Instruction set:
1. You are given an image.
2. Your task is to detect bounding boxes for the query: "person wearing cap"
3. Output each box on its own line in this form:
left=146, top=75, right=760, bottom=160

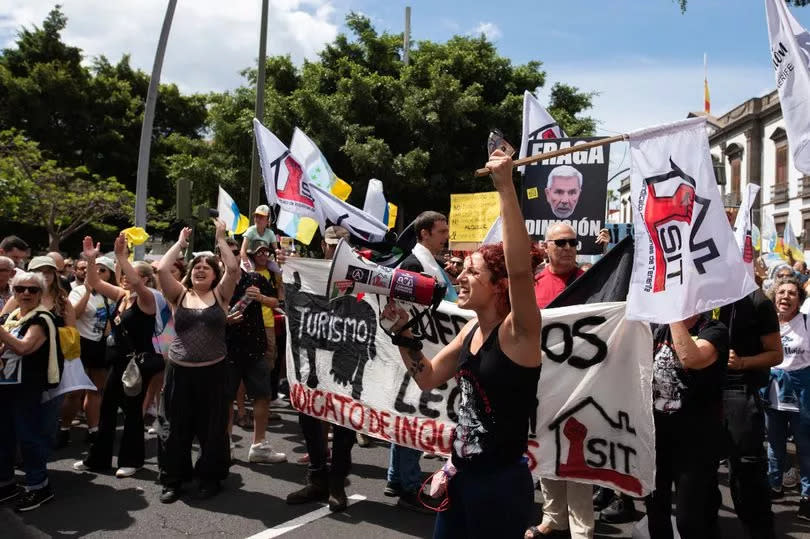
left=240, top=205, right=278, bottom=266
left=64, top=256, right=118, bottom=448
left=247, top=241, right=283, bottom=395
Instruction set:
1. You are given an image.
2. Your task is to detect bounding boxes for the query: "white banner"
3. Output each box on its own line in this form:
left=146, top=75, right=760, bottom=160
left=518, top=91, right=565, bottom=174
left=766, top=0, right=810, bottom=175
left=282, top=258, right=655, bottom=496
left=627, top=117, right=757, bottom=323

# # # # # # #

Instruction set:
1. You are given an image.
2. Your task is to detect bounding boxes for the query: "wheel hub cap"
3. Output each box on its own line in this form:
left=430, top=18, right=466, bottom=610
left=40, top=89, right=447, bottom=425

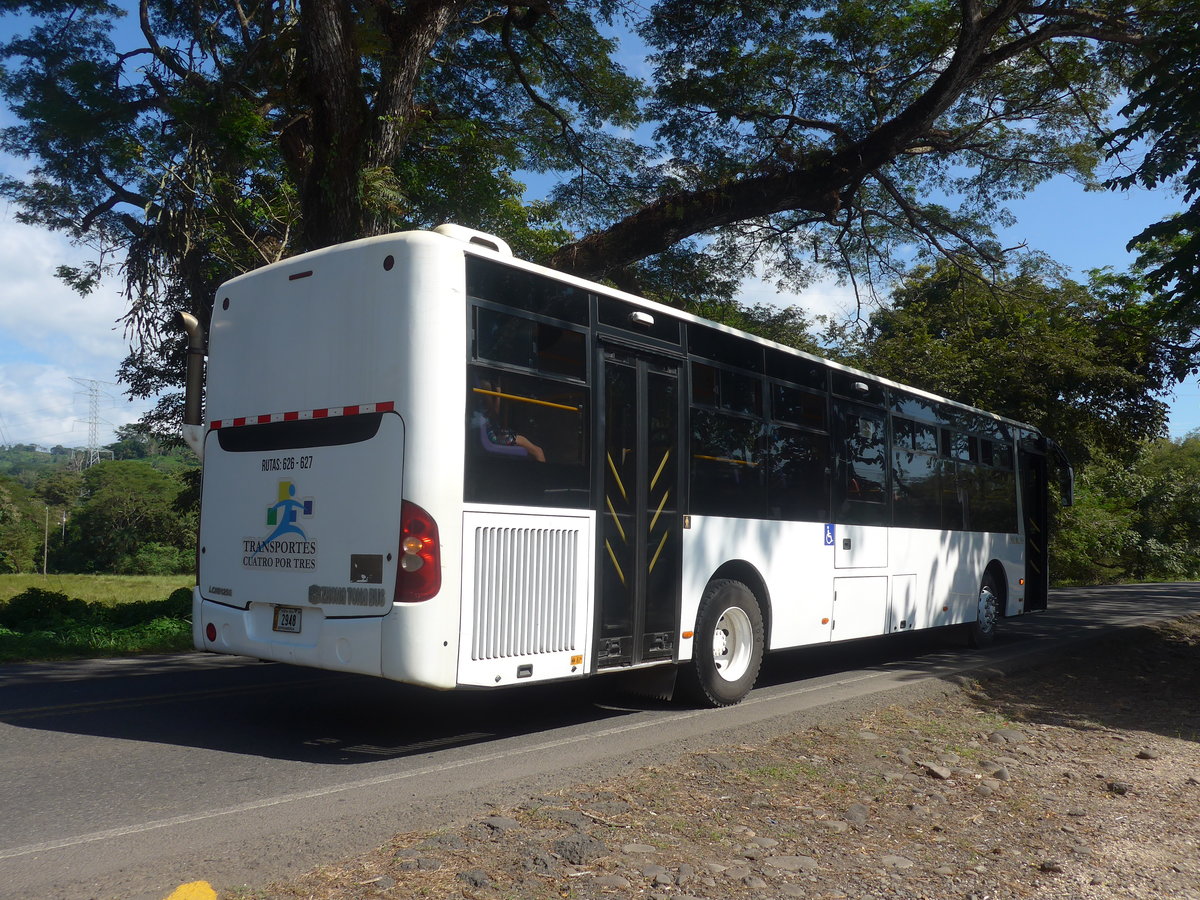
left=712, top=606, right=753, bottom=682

# # # # # # #

__BRIEF__.
Count the lines in the records above that contain "detect", please, and give the number without any other words.

__THE ANSWER__.
3